§ **AIM OF THE EXERCISE**: Count how many lines of the material below contain the string "lawn" with its case matched exactly, and give only that number.

* START TASK INPUTS *

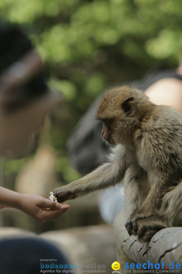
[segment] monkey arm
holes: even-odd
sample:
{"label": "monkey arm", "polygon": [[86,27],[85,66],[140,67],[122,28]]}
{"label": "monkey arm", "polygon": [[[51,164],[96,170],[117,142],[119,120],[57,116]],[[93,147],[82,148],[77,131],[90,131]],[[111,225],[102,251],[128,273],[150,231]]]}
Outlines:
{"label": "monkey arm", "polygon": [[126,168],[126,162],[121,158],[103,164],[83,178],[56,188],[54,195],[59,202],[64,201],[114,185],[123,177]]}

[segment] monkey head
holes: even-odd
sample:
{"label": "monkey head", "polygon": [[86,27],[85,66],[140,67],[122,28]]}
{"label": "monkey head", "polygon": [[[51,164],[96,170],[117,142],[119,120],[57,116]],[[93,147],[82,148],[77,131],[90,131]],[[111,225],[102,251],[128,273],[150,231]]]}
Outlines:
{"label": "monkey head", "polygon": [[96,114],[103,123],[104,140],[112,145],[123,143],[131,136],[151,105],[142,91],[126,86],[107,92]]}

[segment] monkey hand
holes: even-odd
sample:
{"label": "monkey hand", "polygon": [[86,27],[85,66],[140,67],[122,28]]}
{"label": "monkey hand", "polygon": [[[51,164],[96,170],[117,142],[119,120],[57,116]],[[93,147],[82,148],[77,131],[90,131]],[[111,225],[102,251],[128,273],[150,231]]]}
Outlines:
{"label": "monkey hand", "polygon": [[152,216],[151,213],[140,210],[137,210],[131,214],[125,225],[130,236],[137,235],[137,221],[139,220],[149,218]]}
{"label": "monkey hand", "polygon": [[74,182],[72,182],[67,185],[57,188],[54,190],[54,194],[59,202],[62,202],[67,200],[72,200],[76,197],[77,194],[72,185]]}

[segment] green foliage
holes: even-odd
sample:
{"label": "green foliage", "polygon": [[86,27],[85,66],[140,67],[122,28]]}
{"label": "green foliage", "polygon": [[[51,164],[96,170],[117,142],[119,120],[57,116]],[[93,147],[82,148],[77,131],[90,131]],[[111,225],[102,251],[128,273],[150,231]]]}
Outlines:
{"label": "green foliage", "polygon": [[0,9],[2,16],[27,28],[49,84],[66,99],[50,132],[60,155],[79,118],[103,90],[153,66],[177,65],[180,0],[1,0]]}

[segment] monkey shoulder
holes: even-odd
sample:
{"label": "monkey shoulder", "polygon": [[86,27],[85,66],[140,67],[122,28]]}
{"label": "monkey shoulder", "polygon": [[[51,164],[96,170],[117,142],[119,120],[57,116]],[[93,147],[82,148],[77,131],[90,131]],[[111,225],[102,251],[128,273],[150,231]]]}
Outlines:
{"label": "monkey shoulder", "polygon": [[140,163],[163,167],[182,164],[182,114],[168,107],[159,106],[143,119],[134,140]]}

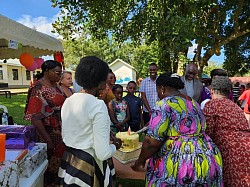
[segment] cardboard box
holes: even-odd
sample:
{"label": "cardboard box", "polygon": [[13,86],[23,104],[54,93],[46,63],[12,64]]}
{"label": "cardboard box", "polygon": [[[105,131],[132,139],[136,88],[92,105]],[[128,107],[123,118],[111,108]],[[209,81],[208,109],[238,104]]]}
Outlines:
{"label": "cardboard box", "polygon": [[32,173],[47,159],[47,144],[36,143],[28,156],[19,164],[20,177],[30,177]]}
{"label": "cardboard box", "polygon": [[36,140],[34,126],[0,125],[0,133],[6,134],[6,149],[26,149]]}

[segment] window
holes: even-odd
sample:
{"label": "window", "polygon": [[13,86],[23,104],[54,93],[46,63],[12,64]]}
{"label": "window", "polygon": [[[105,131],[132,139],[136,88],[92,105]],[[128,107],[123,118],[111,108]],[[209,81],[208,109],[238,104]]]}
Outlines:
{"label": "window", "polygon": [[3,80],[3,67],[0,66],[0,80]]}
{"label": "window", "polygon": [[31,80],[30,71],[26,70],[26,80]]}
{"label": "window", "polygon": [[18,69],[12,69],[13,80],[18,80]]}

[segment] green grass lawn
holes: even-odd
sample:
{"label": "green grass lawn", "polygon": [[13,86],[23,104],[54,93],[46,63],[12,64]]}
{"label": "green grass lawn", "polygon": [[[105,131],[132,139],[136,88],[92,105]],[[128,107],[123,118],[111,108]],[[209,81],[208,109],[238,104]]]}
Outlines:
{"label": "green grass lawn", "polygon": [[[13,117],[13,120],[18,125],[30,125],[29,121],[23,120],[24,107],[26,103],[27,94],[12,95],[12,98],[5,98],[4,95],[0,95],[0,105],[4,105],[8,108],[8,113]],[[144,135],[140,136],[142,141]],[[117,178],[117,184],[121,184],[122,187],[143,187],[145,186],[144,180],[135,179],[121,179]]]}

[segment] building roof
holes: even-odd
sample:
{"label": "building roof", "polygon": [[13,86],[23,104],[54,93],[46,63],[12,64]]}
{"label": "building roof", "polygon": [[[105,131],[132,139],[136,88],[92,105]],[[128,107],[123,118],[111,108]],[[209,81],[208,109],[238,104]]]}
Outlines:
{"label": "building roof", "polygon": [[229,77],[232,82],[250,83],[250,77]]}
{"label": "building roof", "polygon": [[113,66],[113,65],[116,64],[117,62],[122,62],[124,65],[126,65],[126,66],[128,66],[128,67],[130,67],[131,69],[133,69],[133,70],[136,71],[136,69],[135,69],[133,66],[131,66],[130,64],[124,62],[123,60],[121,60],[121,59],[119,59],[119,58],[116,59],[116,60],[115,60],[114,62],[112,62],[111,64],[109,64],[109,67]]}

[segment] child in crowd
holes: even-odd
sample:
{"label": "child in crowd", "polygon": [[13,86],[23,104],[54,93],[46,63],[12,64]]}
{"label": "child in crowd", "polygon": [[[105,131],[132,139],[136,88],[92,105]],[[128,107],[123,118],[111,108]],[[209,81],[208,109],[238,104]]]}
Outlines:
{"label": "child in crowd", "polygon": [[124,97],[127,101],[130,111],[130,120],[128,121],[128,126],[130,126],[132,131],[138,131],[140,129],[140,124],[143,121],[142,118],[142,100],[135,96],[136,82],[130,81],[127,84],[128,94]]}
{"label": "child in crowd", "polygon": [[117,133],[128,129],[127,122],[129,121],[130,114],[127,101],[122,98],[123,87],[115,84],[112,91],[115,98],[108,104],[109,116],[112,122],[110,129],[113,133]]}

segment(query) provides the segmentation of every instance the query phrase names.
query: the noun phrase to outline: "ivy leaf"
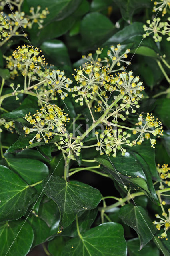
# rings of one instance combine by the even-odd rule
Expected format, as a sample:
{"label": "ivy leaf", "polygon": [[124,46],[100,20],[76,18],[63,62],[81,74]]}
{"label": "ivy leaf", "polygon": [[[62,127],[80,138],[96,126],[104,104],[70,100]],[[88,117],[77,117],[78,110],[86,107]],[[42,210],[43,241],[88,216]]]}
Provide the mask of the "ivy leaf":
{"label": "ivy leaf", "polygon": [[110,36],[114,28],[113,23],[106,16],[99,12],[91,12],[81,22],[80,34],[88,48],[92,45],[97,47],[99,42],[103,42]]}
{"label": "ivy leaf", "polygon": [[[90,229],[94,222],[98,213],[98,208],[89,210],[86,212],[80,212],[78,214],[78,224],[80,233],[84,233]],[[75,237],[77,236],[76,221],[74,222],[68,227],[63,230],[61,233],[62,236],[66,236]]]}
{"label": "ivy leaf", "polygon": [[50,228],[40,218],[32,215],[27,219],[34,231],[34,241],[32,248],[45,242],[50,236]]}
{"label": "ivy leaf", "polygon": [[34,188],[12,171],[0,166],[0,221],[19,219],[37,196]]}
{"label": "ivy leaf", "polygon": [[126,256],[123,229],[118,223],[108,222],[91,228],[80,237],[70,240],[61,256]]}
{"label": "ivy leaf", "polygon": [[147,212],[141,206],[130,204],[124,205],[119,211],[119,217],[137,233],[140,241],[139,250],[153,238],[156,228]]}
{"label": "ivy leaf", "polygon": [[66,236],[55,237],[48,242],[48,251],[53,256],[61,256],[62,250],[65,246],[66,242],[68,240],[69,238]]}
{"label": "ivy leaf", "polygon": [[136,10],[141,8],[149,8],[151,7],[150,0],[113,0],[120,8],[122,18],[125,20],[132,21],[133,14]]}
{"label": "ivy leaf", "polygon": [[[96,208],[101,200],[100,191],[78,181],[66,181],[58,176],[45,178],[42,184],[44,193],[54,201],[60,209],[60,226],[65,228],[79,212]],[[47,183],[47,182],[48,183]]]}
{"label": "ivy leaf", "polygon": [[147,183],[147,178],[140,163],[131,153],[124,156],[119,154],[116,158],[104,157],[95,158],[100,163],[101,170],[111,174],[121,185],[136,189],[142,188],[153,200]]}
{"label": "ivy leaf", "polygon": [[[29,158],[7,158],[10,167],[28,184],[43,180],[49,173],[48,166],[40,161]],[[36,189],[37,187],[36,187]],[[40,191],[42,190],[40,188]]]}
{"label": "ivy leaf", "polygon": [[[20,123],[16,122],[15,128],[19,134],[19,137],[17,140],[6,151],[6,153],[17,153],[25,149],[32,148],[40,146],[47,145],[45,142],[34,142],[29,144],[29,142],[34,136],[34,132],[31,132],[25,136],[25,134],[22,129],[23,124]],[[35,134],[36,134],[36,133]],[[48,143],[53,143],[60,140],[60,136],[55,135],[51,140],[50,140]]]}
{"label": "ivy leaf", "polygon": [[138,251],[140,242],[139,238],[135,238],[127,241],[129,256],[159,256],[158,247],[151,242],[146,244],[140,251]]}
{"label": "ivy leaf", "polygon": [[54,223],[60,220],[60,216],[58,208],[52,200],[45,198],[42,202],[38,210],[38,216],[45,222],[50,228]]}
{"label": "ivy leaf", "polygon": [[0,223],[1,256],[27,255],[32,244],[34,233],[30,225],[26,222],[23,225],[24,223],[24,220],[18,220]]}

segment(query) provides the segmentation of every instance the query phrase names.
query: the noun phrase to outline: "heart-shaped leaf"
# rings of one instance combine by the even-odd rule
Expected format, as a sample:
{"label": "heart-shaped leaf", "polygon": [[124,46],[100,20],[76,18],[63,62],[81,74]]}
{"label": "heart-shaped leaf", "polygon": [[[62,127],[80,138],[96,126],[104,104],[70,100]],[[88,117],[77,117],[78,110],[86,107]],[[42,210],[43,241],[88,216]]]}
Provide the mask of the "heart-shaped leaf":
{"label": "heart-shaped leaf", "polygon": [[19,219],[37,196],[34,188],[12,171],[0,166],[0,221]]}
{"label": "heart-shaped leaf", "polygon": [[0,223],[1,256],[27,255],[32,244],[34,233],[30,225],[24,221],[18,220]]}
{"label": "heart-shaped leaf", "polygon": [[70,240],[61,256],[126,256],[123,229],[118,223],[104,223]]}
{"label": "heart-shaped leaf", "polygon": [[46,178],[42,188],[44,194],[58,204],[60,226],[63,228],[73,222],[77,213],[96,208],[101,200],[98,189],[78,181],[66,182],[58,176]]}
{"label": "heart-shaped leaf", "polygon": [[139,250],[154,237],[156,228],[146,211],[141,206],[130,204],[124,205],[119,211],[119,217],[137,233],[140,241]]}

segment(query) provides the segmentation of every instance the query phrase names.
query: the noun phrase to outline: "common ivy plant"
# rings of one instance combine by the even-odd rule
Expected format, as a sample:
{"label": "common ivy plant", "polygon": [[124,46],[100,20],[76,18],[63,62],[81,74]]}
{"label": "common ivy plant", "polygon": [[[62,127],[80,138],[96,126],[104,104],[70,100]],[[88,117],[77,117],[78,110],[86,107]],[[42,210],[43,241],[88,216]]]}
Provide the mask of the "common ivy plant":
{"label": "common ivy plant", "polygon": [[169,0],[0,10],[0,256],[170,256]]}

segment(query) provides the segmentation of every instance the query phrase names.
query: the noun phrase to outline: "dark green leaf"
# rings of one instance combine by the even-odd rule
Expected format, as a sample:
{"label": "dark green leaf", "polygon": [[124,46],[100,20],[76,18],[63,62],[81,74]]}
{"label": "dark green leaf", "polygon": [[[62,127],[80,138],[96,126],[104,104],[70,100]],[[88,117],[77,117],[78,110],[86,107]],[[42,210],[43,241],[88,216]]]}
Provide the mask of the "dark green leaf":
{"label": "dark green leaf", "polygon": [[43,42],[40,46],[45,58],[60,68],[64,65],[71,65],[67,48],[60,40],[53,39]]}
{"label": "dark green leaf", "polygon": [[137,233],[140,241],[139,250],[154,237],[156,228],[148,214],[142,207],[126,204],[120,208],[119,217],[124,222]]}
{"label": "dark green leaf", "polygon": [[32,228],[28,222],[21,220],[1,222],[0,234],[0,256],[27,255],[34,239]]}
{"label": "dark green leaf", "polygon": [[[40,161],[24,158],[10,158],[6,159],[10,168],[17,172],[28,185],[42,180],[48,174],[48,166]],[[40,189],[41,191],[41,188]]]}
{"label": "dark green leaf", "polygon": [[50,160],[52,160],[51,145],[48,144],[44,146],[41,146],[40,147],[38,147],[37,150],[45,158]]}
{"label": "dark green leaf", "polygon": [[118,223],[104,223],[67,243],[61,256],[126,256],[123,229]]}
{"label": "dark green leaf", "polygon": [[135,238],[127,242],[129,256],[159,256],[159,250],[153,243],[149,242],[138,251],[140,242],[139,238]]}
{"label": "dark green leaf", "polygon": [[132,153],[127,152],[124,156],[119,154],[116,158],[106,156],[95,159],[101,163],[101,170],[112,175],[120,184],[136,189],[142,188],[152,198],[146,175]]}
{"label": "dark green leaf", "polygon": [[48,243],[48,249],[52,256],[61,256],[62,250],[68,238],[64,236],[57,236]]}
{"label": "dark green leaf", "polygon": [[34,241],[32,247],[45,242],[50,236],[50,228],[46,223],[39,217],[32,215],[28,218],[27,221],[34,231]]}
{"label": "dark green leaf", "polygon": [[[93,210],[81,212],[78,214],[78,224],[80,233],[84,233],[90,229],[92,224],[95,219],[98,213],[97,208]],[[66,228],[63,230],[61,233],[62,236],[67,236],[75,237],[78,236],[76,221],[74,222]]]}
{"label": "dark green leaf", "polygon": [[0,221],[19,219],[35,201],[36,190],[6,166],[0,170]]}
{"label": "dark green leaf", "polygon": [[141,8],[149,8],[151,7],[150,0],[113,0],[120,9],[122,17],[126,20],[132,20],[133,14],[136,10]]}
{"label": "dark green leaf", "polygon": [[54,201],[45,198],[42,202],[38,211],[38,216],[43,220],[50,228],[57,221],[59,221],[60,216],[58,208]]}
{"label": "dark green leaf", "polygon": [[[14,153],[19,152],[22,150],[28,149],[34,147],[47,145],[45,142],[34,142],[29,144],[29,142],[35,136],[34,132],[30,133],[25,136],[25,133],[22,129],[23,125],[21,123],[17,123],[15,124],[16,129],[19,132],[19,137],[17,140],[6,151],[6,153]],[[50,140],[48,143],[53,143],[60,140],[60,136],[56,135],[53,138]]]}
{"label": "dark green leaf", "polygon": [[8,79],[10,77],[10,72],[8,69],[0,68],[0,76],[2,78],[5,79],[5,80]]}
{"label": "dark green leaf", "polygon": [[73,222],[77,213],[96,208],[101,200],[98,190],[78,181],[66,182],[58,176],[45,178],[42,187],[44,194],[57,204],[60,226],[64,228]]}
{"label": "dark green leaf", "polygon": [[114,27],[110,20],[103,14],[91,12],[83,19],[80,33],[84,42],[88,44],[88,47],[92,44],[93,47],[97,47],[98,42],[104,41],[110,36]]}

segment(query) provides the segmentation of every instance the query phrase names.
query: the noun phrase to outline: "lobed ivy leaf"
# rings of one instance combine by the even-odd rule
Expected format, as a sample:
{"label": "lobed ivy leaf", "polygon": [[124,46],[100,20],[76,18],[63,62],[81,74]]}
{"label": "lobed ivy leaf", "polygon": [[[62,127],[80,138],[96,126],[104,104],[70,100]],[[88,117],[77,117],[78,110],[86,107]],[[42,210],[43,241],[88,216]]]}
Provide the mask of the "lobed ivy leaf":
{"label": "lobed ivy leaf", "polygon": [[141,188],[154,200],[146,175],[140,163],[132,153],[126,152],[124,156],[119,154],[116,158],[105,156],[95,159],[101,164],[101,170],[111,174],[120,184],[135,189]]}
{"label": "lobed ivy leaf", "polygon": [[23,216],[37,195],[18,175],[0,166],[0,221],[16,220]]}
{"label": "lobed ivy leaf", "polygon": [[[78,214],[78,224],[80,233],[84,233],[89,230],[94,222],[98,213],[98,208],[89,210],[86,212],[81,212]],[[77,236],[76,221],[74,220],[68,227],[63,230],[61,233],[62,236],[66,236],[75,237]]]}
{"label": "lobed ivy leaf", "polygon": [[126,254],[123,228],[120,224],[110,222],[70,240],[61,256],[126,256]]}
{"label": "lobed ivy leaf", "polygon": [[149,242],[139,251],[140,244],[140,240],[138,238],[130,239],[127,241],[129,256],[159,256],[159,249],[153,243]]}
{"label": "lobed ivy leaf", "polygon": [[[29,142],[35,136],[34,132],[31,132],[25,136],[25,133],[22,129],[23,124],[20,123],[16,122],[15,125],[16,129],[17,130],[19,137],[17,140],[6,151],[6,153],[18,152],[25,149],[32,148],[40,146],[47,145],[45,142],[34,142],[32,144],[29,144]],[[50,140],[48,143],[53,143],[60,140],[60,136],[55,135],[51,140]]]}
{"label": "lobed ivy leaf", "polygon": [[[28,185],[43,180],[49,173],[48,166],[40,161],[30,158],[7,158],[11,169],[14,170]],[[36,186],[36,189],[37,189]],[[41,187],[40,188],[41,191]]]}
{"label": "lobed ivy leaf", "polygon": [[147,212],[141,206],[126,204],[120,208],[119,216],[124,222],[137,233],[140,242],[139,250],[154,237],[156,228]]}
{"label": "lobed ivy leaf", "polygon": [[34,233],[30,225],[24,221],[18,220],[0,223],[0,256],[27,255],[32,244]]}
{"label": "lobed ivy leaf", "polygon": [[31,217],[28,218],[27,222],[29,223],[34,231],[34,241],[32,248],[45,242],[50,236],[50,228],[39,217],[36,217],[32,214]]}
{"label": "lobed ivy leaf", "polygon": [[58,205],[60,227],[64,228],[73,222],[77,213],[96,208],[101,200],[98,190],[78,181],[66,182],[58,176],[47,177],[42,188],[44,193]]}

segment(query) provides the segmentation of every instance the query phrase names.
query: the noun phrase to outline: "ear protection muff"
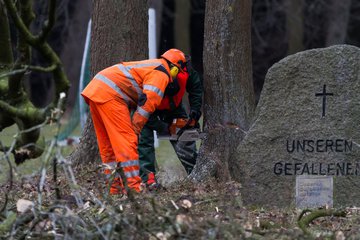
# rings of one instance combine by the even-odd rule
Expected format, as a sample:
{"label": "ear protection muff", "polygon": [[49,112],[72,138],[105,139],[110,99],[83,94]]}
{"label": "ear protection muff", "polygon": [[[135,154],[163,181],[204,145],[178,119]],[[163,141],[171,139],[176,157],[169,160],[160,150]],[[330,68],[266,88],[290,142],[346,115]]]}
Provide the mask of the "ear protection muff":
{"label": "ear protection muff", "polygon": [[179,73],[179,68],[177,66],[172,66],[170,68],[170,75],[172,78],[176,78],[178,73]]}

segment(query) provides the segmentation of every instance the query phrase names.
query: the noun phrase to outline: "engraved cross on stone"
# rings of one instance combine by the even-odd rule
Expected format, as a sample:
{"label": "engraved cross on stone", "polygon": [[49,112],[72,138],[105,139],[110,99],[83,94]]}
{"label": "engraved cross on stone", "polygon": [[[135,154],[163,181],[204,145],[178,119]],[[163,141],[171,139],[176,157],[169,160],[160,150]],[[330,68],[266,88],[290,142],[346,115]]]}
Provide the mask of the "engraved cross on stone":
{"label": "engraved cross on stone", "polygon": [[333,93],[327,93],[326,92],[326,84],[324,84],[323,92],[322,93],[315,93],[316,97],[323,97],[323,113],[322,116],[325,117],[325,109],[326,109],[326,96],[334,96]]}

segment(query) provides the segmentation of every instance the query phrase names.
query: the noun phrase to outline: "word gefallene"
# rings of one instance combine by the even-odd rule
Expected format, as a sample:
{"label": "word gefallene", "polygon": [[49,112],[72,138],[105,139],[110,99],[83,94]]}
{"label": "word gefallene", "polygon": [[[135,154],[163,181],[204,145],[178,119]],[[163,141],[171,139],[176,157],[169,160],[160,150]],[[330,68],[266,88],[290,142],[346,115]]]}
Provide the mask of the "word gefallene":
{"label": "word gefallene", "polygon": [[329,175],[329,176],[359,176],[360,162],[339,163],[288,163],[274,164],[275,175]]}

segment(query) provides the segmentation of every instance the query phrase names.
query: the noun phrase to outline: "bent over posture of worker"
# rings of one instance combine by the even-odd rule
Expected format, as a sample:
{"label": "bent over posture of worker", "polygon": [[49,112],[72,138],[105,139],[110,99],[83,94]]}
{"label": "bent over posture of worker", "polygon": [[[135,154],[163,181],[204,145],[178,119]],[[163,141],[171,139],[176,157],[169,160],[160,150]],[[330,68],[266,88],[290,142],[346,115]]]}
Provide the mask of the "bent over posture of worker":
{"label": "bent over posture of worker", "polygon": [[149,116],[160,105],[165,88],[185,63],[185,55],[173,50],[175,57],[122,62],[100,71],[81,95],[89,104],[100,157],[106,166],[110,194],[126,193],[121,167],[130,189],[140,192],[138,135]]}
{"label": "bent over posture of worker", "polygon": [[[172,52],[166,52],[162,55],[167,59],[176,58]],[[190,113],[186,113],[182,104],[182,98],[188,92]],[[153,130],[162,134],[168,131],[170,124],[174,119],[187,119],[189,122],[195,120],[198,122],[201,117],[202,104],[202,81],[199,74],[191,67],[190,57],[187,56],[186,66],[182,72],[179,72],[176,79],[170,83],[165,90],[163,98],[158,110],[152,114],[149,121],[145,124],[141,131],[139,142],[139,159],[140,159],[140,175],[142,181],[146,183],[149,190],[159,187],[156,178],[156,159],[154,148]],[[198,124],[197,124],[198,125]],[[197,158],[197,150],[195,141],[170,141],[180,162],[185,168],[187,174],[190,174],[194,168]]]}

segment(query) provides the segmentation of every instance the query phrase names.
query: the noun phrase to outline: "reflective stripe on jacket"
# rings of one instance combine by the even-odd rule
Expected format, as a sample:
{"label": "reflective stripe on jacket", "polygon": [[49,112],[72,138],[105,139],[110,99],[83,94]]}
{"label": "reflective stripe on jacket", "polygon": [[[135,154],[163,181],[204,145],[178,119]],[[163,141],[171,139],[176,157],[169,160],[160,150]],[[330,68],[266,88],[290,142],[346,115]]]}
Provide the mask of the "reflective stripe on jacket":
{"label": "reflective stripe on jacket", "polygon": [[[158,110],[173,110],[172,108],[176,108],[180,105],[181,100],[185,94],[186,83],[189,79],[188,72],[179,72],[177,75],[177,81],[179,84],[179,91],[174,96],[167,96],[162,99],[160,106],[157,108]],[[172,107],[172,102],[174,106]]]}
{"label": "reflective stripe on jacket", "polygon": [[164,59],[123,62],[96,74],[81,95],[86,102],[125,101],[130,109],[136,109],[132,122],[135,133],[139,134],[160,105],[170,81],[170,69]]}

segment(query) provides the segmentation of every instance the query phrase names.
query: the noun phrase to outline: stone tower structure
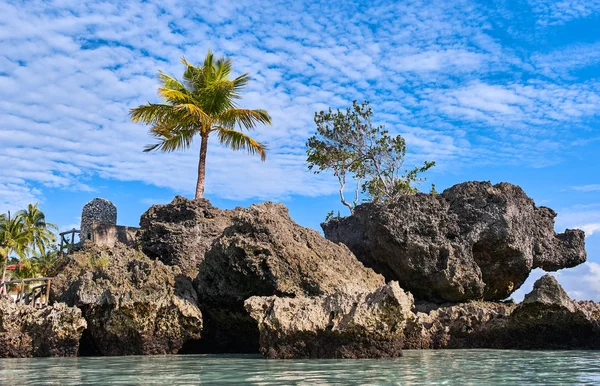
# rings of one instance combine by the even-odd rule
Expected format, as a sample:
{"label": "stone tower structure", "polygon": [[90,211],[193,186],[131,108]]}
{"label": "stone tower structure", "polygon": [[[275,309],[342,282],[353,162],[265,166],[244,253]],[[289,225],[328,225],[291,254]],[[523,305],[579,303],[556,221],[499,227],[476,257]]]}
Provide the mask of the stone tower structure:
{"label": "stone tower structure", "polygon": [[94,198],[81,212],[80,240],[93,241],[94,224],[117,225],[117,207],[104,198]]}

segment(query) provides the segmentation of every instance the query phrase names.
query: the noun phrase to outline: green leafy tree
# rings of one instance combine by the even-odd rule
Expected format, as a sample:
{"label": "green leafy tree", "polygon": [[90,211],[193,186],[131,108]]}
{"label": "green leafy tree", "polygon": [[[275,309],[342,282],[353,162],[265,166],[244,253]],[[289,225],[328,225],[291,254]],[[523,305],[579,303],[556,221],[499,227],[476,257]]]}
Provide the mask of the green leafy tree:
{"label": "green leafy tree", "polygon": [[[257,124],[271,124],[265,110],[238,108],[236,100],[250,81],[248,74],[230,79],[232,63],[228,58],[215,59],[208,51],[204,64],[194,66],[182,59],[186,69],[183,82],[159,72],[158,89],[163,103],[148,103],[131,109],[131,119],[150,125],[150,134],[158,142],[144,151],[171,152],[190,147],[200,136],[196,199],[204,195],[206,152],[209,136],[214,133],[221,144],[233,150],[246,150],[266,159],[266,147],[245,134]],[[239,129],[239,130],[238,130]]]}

* END TASK INPUTS *

§ **RESPONSE TO THE TASK**: 4